╭─ Data for this exercise

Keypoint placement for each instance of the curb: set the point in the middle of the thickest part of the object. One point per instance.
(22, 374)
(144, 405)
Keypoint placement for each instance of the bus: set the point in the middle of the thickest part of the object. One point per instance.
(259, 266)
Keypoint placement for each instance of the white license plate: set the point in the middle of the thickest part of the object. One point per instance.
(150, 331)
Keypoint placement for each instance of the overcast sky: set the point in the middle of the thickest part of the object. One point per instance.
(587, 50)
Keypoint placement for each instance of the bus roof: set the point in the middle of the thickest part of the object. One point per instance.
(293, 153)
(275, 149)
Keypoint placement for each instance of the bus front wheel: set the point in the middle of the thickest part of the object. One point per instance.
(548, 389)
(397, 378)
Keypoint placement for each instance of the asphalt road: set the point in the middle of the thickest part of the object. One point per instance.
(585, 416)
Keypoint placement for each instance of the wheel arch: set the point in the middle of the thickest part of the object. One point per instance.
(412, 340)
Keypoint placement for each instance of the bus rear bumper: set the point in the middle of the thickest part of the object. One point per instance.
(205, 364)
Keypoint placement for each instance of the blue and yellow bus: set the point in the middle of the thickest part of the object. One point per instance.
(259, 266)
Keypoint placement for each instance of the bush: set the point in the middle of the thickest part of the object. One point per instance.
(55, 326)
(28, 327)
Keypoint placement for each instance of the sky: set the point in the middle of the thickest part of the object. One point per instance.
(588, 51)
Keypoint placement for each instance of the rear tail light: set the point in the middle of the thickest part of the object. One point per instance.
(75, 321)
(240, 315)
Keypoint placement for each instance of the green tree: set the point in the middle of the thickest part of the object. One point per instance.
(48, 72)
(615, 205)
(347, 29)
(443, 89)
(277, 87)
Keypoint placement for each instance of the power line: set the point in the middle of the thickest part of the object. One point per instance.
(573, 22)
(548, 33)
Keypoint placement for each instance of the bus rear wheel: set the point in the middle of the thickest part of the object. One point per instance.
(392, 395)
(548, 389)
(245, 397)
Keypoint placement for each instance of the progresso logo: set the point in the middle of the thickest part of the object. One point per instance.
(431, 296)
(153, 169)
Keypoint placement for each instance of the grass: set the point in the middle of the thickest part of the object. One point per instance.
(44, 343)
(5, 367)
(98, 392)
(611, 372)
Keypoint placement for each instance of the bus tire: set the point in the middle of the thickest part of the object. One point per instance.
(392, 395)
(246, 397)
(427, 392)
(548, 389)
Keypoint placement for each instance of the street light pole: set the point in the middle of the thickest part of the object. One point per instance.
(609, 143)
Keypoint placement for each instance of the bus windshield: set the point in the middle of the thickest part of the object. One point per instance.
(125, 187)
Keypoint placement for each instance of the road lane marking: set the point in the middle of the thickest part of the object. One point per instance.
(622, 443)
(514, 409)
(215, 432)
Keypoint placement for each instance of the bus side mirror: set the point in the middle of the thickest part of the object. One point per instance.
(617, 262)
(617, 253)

╰─

_Work to complete_
Take the lines from the one containing "Keypoint placement for each instance of the green" to the last line of the material above and write them out exactly.

_The answer_
Keypoint placement for each instance of the green tree: set the point in the middle of the thickest part of the object. One point per instance.
(48, 72)
(615, 205)
(347, 29)
(443, 89)
(277, 87)
Keypoint placement for each instance of the power line: set the point in the middle of the thickest part of the object. One point per instance.
(573, 22)
(548, 33)
Keypoint placement for each instance of the bus rear wheel: set the point in the middle of the thickest part of the object. One point per instance.
(392, 395)
(548, 389)
(245, 397)
Keypoint placement for each instance of the progresso logo: set the point in the middle of the thickest part of the object. One point per instance.
(431, 296)
(153, 169)
Keypoint placement for each instance of the grass: set the point in the middle of the thickest part of the object. One point per instance.
(44, 343)
(5, 367)
(98, 392)
(611, 372)
Keypoint placement for each instance of the bus tire: set the point in the middle of the thickest part of the object. One point per instance.
(392, 395)
(246, 397)
(427, 392)
(548, 389)
Keypoint placement for each instance of the street light pole: set the point in the middle of the thickest part of the object. One point per instance.
(609, 143)
Keypoint placement for each instance of the bus windshield: set the point in the middle of the thickest part of the object. One point per instance.
(125, 187)
Keypoint placement for each instance of the road lane marking: set the point in the middle of the thickest part of the object. One point per instance.
(622, 443)
(514, 409)
(215, 432)
Keypoint placement for each instance of the bus side mirror: set the point in the middle of the thickest part of the object. One point per instance.
(617, 262)
(617, 253)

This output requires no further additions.